#### The data ####

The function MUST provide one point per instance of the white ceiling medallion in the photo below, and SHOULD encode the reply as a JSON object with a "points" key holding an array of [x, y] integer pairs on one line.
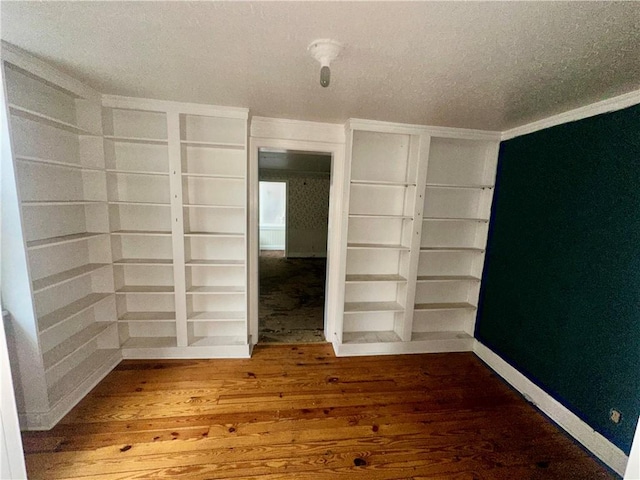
{"points": [[325, 51]]}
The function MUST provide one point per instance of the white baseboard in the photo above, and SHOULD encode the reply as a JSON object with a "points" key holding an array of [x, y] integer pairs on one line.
{"points": [[567, 420], [48, 420]]}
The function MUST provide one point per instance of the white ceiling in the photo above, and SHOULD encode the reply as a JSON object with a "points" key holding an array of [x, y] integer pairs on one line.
{"points": [[470, 64]]}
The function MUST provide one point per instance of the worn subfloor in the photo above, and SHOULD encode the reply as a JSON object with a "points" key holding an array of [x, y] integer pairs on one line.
{"points": [[291, 307], [298, 412]]}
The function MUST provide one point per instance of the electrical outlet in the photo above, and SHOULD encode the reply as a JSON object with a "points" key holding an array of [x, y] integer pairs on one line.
{"points": [[615, 416]]}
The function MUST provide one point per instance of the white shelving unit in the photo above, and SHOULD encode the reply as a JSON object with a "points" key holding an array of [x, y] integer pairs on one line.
{"points": [[386, 179], [457, 207], [214, 191], [62, 198], [138, 186], [419, 207]]}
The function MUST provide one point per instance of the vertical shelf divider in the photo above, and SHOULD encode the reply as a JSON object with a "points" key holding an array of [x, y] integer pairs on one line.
{"points": [[177, 226]]}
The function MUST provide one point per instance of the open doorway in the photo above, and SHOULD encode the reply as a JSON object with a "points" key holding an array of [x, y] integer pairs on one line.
{"points": [[293, 224]]}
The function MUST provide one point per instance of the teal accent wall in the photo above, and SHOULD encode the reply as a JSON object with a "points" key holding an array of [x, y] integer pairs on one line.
{"points": [[560, 298]]}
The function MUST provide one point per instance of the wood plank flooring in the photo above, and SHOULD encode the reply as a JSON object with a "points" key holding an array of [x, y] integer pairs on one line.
{"points": [[298, 412]]}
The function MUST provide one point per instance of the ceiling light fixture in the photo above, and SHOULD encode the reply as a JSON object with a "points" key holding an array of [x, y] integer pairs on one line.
{"points": [[325, 51]]}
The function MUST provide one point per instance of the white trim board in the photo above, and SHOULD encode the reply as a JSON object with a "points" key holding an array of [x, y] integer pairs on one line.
{"points": [[591, 110], [567, 420]]}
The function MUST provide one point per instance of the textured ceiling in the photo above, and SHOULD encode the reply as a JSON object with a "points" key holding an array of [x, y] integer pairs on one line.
{"points": [[469, 64]]}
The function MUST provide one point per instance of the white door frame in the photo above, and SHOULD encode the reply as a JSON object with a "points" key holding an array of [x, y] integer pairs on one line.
{"points": [[336, 196]]}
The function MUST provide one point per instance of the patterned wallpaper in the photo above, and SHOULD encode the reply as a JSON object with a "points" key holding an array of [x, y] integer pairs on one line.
{"points": [[308, 199]]}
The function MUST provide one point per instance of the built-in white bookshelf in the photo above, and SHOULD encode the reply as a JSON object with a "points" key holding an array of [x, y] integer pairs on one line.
{"points": [[58, 160], [214, 166], [386, 177], [457, 207]]}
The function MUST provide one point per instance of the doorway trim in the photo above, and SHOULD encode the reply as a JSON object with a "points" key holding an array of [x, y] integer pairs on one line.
{"points": [[302, 136]]}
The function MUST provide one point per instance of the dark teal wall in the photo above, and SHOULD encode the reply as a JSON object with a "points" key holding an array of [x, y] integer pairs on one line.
{"points": [[560, 299]]}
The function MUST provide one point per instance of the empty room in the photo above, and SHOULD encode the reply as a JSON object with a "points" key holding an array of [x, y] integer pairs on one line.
{"points": [[319, 240]]}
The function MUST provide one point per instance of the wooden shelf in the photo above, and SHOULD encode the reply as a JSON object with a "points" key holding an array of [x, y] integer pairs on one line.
{"points": [[150, 342], [56, 163], [136, 172], [372, 215], [140, 204], [69, 311], [447, 278], [214, 316], [374, 278], [73, 343], [214, 175], [370, 307], [195, 143], [376, 246], [444, 306], [66, 276], [50, 242], [370, 337], [382, 183], [452, 249], [143, 261], [142, 232], [149, 141], [195, 290], [148, 289], [78, 374], [213, 234], [47, 120], [215, 263], [60, 203], [148, 317]]}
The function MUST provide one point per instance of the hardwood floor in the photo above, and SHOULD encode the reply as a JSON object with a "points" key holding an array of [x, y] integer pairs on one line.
{"points": [[298, 412]]}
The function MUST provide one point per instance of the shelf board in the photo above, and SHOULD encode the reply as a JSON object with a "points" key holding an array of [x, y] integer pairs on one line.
{"points": [[373, 215], [447, 278], [149, 141], [370, 307], [79, 374], [213, 234], [457, 219], [374, 278], [195, 290], [47, 120], [193, 205], [376, 246], [197, 143], [60, 203], [71, 310], [458, 185], [153, 289], [142, 232], [50, 242], [136, 172], [73, 343], [214, 176], [370, 337], [215, 263], [451, 249], [148, 317], [150, 342], [141, 204], [383, 183], [66, 276], [57, 163], [444, 306], [217, 341], [217, 316], [143, 261]]}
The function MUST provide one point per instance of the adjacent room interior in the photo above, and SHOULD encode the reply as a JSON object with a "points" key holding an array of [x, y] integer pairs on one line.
{"points": [[275, 240]]}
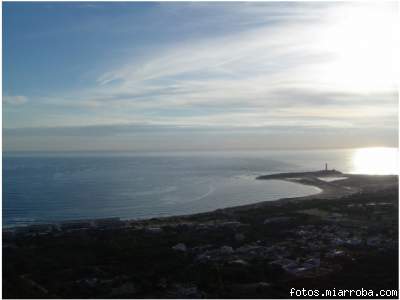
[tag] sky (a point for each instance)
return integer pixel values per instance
(148, 76)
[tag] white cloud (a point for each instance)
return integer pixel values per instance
(15, 100)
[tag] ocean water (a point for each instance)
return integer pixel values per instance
(46, 187)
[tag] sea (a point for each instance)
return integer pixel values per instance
(41, 187)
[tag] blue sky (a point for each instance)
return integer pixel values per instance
(199, 75)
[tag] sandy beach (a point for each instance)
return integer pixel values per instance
(343, 237)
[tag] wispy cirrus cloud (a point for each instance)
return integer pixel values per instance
(281, 66)
(14, 100)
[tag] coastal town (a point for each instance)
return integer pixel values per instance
(254, 251)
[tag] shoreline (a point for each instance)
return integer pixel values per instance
(328, 190)
(251, 251)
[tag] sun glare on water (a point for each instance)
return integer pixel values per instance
(378, 161)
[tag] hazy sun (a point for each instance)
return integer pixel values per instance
(363, 40)
(377, 161)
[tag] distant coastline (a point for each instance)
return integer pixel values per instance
(328, 190)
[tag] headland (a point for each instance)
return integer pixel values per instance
(346, 236)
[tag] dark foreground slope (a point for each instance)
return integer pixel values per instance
(255, 251)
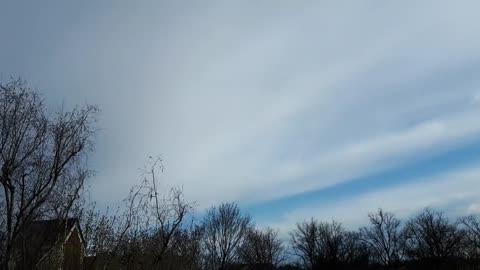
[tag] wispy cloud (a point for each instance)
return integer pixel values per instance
(258, 101)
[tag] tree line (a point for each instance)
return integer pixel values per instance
(43, 174)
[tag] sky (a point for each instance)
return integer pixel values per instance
(292, 109)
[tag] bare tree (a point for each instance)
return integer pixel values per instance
(42, 161)
(163, 213)
(262, 250)
(304, 242)
(327, 245)
(432, 239)
(384, 238)
(472, 226)
(224, 230)
(188, 246)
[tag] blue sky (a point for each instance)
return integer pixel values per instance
(293, 109)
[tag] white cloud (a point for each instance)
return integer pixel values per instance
(250, 102)
(440, 191)
(474, 208)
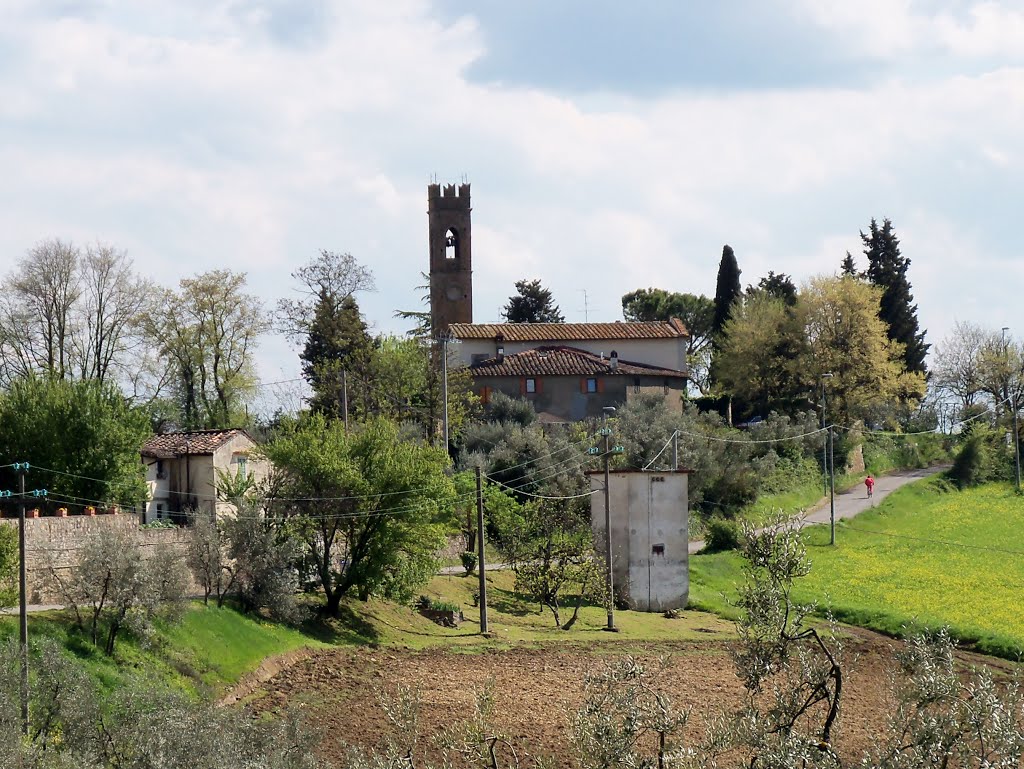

####

▸ Instruction
Reproduce every one of the entries above word for word, leaving out the pictures.

▸ Exercise response
The function MUST provide one point per instance of the white ceiling medallion in the photo below, and SHOULD encode the reply as a JSON object with a "points" key holding an array of [x, y] integer pairs on one line.
{"points": [[325, 51]]}
The function MUST provide one point per instance of the white baseboard in the photo above, and SHOULD encode the reply as a JSON object with a "points" key holding an array of [x, y] integer pairs on one line.
{"points": [[567, 420], [48, 420]]}
The function MUST provide one point per instance of the white ceiling in the photo above, and SHOULD encode the reply as a JSON object with a "points" key holding an array of [x, y] integer pairs on one line.
{"points": [[470, 64]]}
The function MUST provide one point per instance of the worn subfloor in the photo above, and SHOULD encode the reply as a JSON object with a "points" key holding an array of [x, y] integer pairs on one line.
{"points": [[291, 307], [298, 412]]}
The function MUST provide one point per instance of the electrical outlet in the photo above, and SHOULD encode the reply as a JSON object with a "points" key holding an array of [x, y] integer pairs on one line.
{"points": [[615, 416]]}
The function MUST provide one point per instance of the white shelving unit in the photo above, and SHOULD encode the reply as a JSON object with a "points" key holding an array of [x, y] integer pairs on one line.
{"points": [[386, 179], [457, 207], [214, 191], [62, 198], [138, 186], [419, 207]]}
The function MUST provide one point per instance of the vertical shelf divider in the photo above, and SHOULD encode the reply as a JSON object with a "points" key holding an array of [x, y] integer pairs on one line.
{"points": [[177, 226]]}
The function MUST provide one point per instance of the open doorway in the photo above, and SHOULD encode the reply as a JSON object with a "points" key holding an array of [x, y] integer pairs on one line.
{"points": [[293, 224]]}
The function MUST provide one point per instance of the teal accent wall in the photo above, and SHOULD encode the reply as a JSON object with a "points" key holding an array of [x, y] integer pairs on one line.
{"points": [[560, 298]]}
The function MUST provide one point per instance of the wood plank flooring in the photo above, and SHOULD encode the reply as a JSON object with a "points" key holding an array of [x, y] integer pairs on one line.
{"points": [[298, 412]]}
The function MUST provide one point per instance of the ceiling light fixture in the photo above, and SHOULD encode the reply as a JSON object with a "points" key holding an array of [x, y] integer pairs on one line.
{"points": [[325, 51]]}
The function MUST provide one point per instance of the white trim board in the photo above, and SHOULD encode the reply as a JSON object with a "points" key holding an array of [x, y] integer pairs on one line.
{"points": [[591, 110], [567, 420]]}
The function MUST provide one point per instance of the textured ceiling in the photo above, and SHOULD encode the reply as a JSON object with a "points" key holding an array of [x, y] integer pairs on one line.
{"points": [[469, 64]]}
The function MUST provide one point per instance of the white door frame in the photo above, and SHOULD encode the reply as a JSON object with a "points" key holding an array of [x, y] integer pairs on one line.
{"points": [[336, 196]]}
The function MUST provide one point per instance of the patterned wallpaper in the photo above, and SHOULD encode the reply as a JSON object with a "points" key holding an array of [x, y] integer pairs on one line.
{"points": [[308, 199]]}
The function MUST provide one point per instance of the built-in white bookshelf in the photo above, and SHOULD encode the reply as a JSON object with a "points" key holding an array of [x, y] integer pairs on one line.
{"points": [[58, 160], [214, 166], [386, 177], [457, 207]]}
The function MUST provide one point per instance of the doorway trim in the photo above, and SHOULD encode the reply as a JSON object with a "points" key holding an array of [x, y] integer pairs on one line.
{"points": [[302, 136]]}
The function MUST provide one point per instance of the dark teal wall in the photo above, and SHOULD encode the reply as a JSON object with a "points" key holding an array of [x, y] integer pairs on one line.
{"points": [[560, 299]]}
The function MUST provide one point per instance of the empty room in the photo above, and SHOULD encode the reply as a JSON object with a "points" key holding an array of [x, y] integer pairs on one line.
{"points": [[319, 240]]}
The function MUST provide one point per instance of the wooden shelf in the photo above, and SHOULD encode the reply as a JSON object with a "points" key holding an array of [x, y] integer pairs on one line.
{"points": [[150, 342], [56, 163], [136, 172], [372, 215], [140, 204], [69, 311], [447, 278], [214, 316], [374, 278], [73, 343], [214, 175], [370, 307], [195, 143], [376, 246], [444, 306], [66, 276], [50, 242], [370, 337], [382, 183], [452, 249], [143, 261], [142, 232], [149, 141], [195, 290], [148, 289], [78, 374], [213, 234], [47, 120], [215, 263], [60, 203], [148, 317]]}
The function MUST provide one point per instance of the hardwood floor in the photo above, and SHOULD encode the reply as a JSON object with a "points" key holding an array of [x, y] integer pairs on one line.
{"points": [[298, 412]]}
The function MUST provide one point per instance of the shelf board in the photo above, and SHOULD encode the reply as a JSON object with a "points" key holding an array of [x, y] integer pairs on one line.
{"points": [[373, 215], [447, 278], [149, 141], [370, 307], [79, 374], [213, 234], [457, 219], [374, 278], [195, 290], [47, 120], [193, 205], [376, 246], [197, 143], [60, 203], [71, 310], [458, 185], [153, 289], [142, 232], [50, 242], [136, 172], [73, 343], [214, 176], [370, 337], [215, 263], [451, 249], [148, 317], [150, 342], [141, 204], [383, 183], [66, 276], [57, 163], [444, 306], [217, 341], [217, 316], [143, 261]]}
The function MUST provide one point per instance of the adjacent room interior in the photo above, and SHOULD encode the reply as a JSON object with a "points" key holding an array of [x, y] integer pairs on one line.
{"points": [[275, 240]]}
[tag] sky (a point for each instance)
return integer pixel values per instance
(148, 76)
[tag] white cloud (a point for each instance)
return integer pixel values per instance
(15, 100)
[tag] ocean water (a point for each instance)
return integer pixel values per instance
(46, 187)
[tag] sea (a point for each instance)
return integer pixel values per instance
(41, 187)
[tag] blue sky (a point for each instance)
return integer pixel values per instance
(199, 75)
[tag] sandy beach (a point for each instance)
return integer pixel values per instance
(343, 237)
[tag] wispy cirrus cloud (a point for each instance)
return integer pixel values per instance
(281, 66)
(14, 100)
[tag] coastal town (a point for each instance)
return integer pixel values per instance
(254, 251)
[tag] shoreline (a point for each instance)
return integer pixel values per instance
(328, 190)
(251, 251)
[tag] sun glare on water (a point for each instance)
return integer pixel values per instance
(378, 161)
[tag] hazy sun (a point for each instance)
return integer pixel values per instance
(363, 40)
(377, 161)
[tag] distant coastline (a point for each instance)
return integer pixel values per instance
(328, 190)
[tag] headland (a point for each instance)
return integer pixel values per instance
(346, 236)
[tag] dark foreground slope (a point for each instance)
return integer pixel values per instance
(255, 251)
[tag] wispy cloud (a point for each instance)
return integer pixel values per instance
(258, 101)
[tag] tree line (a point for each instance)
return integer pixel values per instance
(43, 174)
[tag] sky (a point for each instance)
return integer pixel values per instance
(292, 109)
[tag] bare tree (a point for each instance)
return integer pixel values per instance
(42, 161)
(163, 213)
(262, 250)
(304, 242)
(327, 245)
(432, 239)
(384, 238)
(472, 226)
(224, 230)
(188, 246)
[tag] blue sky (a point for each instance)
return integer pixel values per instance
(293, 109)
[tag] white cloud (a point for each instance)
return integer pixel values per instance
(250, 102)
(440, 191)
(474, 208)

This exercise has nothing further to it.